*** TEXT SHOWN ***

Preface


How it all started

I started my career in data by learning and doing database design using Power Designer for Data Architects by Sybase, which is now own by SAP. This was a great tool that taught me how to build relational logical and physical database models using Oracle as the database system. The trend back then was to model both the software and databases using Unified Modeling Language (UML). In those days, my focus was to write apps in C++ for remote devices, use by police and emergency systems, that communicated over radio networks using Motorola Technology. No, there was no data nor WIFi networks back then, so the data transaction had to be very small.

As my career evolved beyond writing only databases for apps and with the evolution of SQL Server, I started to work on Big Data use cases. I started to write solutions using the power of Transact SQL (TSQL) for backend layer, and .NET for the integration and application layers. This was no longer the small single transaction from a few devices, but it was about supporting thousands of concurrent transactions per second from Web applications.

Learning from Experience

With data, there is a need for knowledge. This was so true when our database systems started to encounter performance issues due to the amount of transactions, and the few silly queries being done by developers on the production systems, which created many deadlocks and concurrency challenges. So, we have to adapt and learn from our mistakes. We started by creating reporting databases with denormalized schemas to separate operations from live systems. We moved the TSQL extraction, transformation, and loading (ETL) pipelines to other databases to remotely move the data. When it improved performance, we created data objects and services using .NET, so they could run on Virtual Machines and free the resources of the backend systems. In many cases, we also used the power of SQL Server Integration Services (SSIS), which is a tool that introduced to us the future capabilities of data platform tools to come.

Overtime, we had to accept the fact that a relational database was not ideal for Data Analysis purposes, and we started using the power of Data Cubes with Microsoft Analysis Services. This indeed helped with the performance issues and allowed data analysts to use Excel as their analytical tool, but it added other set of challenges, and the support to rebuild the cubes was expensive. Things started to change with the evolution of cloud technologies and Python as a programming language for data solutions.

The evolution of data platforms and cloud technologies

As data platform tools, cloud technologies, and Python for data solutions have evolved, I’ve learned how adapting to these technologies can produce solutions that are both distinctive and more robust.

*** RECORD SET ***

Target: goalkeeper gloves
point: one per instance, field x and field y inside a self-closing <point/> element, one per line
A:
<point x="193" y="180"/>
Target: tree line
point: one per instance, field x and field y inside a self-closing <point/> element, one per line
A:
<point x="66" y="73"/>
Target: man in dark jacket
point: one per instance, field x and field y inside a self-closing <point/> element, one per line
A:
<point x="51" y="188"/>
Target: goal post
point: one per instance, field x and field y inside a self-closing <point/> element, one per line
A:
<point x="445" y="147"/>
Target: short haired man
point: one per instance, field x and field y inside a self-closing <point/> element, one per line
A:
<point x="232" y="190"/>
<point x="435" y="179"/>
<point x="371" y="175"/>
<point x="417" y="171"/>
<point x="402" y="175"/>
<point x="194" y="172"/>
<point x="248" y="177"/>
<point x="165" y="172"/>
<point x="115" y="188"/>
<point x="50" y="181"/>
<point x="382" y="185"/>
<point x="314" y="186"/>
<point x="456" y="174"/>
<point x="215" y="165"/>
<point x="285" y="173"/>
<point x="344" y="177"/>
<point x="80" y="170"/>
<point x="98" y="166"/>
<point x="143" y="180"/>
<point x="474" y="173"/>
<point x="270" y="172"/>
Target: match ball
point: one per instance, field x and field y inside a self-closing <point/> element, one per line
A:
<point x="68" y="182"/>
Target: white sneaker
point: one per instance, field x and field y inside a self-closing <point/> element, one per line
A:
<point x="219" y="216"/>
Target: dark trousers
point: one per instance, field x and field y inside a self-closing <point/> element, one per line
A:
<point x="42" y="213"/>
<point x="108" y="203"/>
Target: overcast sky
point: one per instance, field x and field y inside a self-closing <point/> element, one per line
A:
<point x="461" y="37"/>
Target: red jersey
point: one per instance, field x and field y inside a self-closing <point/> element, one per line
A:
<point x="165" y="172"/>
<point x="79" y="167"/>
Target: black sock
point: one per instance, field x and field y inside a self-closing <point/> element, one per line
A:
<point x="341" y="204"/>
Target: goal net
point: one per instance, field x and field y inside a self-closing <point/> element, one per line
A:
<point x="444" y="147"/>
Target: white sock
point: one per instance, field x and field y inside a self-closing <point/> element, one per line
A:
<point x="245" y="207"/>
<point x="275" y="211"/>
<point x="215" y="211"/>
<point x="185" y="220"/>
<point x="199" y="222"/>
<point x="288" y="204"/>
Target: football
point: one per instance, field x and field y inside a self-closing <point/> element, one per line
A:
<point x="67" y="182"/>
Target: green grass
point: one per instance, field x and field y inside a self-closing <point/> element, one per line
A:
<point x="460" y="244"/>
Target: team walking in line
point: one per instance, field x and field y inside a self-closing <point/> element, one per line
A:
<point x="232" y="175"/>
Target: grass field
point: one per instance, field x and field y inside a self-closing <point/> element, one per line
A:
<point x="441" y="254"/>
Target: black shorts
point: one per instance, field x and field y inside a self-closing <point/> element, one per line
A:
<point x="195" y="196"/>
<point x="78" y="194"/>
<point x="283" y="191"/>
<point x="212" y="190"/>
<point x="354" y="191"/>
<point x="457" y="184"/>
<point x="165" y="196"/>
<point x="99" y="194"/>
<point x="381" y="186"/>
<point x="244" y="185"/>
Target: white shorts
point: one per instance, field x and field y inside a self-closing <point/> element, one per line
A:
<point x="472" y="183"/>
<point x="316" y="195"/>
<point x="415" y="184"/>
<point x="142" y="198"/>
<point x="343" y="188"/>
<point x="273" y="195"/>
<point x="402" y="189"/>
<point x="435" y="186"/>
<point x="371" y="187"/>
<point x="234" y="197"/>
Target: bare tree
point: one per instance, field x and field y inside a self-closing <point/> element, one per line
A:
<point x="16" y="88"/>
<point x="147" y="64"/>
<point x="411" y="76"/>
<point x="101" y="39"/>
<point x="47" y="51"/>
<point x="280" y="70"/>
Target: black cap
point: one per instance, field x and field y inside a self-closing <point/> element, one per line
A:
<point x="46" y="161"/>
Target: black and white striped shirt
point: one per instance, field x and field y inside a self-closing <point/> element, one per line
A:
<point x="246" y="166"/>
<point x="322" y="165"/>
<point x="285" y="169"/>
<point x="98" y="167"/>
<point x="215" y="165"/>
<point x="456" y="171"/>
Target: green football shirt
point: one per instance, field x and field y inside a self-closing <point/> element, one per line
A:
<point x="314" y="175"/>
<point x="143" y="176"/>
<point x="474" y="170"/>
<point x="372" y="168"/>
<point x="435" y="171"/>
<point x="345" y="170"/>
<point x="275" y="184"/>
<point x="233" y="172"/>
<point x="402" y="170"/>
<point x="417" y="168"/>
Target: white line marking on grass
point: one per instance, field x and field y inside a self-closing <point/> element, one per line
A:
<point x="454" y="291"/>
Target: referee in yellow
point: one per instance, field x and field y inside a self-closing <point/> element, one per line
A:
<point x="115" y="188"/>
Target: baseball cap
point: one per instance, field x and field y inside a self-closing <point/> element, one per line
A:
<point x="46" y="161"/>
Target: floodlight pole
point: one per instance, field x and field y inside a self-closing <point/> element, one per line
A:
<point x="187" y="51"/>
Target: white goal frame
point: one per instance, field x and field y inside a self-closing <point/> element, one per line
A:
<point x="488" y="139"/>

***

# [REQUESTS]
A - Copy from the preface word for word, beginning at the words "Overtime, we had" and stopping after "for data solutions.".
B - For each statement, say yes or no according to the preface and quote the words that decide it. (i) The writer's early apps ran on remote devices that talked over radio networks. (ii) Rebuilding the data cubes was cheap to support. (iii) The reporting databases were built with normalized schemas.
The rows aren't needed for this work.

# [SOLVED PROBLEMS]
A -
Overtime, we had to accept the fact that a relational database was not ideal for Data Analysis purposes, and we started using the power of Data Cubes with Microsoft Analysis Services. This indeed helped with the performance issues and allowed data analysts to use Excel as their analytical tool, but it added other set of challenges, and the support to rebuild the cubes was expensive. Things started to change with the evolution of cloud technologies and Python as a programming language for data solutions.

B -
(i) Yes: "communicated over radio networks using Motorola Technology"
(ii) No: "the support to rebuild the cubes was expensive"
(iii) No: "creating reporting databases with denormalized schemas"